[Records]
■ ■ ■ ■

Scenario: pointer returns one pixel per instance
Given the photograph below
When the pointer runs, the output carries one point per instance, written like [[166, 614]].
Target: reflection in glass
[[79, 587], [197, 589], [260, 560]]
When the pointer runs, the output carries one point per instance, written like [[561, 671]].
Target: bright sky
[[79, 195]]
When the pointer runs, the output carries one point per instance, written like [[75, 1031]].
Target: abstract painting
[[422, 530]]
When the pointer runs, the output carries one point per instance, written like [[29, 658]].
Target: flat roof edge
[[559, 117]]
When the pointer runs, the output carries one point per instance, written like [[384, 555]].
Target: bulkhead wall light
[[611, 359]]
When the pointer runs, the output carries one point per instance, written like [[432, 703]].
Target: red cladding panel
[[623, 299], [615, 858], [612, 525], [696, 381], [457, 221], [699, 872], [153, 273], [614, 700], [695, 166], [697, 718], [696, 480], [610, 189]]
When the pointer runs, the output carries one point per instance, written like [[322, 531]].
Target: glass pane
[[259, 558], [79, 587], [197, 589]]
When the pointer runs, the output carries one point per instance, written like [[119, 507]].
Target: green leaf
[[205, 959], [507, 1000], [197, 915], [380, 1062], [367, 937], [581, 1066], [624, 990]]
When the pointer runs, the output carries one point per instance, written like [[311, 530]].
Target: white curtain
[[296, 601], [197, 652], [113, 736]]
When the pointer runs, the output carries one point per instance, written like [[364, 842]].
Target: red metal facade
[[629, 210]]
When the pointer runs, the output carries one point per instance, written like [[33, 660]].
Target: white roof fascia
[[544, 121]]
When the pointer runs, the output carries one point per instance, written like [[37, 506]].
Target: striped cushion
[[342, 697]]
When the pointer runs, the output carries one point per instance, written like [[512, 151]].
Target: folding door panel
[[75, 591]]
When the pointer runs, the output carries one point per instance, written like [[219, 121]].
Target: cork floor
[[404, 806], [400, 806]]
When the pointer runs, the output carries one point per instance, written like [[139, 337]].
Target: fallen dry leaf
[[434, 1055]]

■ ■ ■ ■

§ Task details: Set down each entry again, unchanged.

§ Task solution:
Scenario: pointer returns one pixel per instance
Given the photograph below
When the pointer runs, the output carries one point per instance, written like [[166, 614]].
Target: reflection in glass
[[79, 587], [197, 589], [260, 560]]
When the pointer runs, the output carries one point per instance, written like [[561, 671]].
Target: bright sky
[[79, 195]]
When the pointer runs, the output carries one point per instance, written like [[75, 1031]].
Target: abstract painting
[[422, 530]]
When the pointer runs, the output carries one point per instance, written like [[29, 658]].
Target: flat roof edge
[[559, 117]]
When the pointer runs, the output carries one point per instance, written like [[384, 555]].
Target: bulkhead wall light
[[611, 359]]
When the pointer runs, the output carries one point per instance, written like [[432, 703]].
Target: red cladding panel
[[623, 299], [615, 858], [612, 525], [696, 381], [457, 221], [699, 872], [153, 273], [614, 700], [695, 166], [697, 718], [696, 480], [610, 189]]
When the pointer runs, the output carries one point per instance, written like [[322, 531]].
Target: glass pane
[[259, 558], [79, 587], [197, 589]]
When the pointer runs, the output carries one point per instance, written like [[119, 507]].
Target: green leaf
[[205, 959], [507, 1000], [197, 915], [380, 1062], [367, 937], [581, 1066], [624, 990]]
When the pointer runs, the output carries one point per instance, written like [[311, 530]].
Target: white curtain
[[296, 601], [197, 652], [113, 736]]
When the pointer runs, the output carries one point per instance, written like [[364, 842]].
Target: red metal facade
[[629, 210]]
When the pointer runs, the output carries one point per instance, written like [[33, 660]].
Target: white roof fascia
[[544, 121]]
When the pointer runs, the output carries one point per instance, written like [[37, 506]].
Target: striped cushion
[[342, 697]]
When the pointer runs, the output carries one point per instance, written like [[512, 151]].
Target: folding door panel
[[75, 591]]
When the pointer runs, the output carries one point per instance, written like [[219, 121]].
Target: cork floor
[[404, 806], [400, 806]]
When the pointer runs, the output carries one point per instance, written like [[139, 337]].
Target: fallen dry leaf
[[434, 1055]]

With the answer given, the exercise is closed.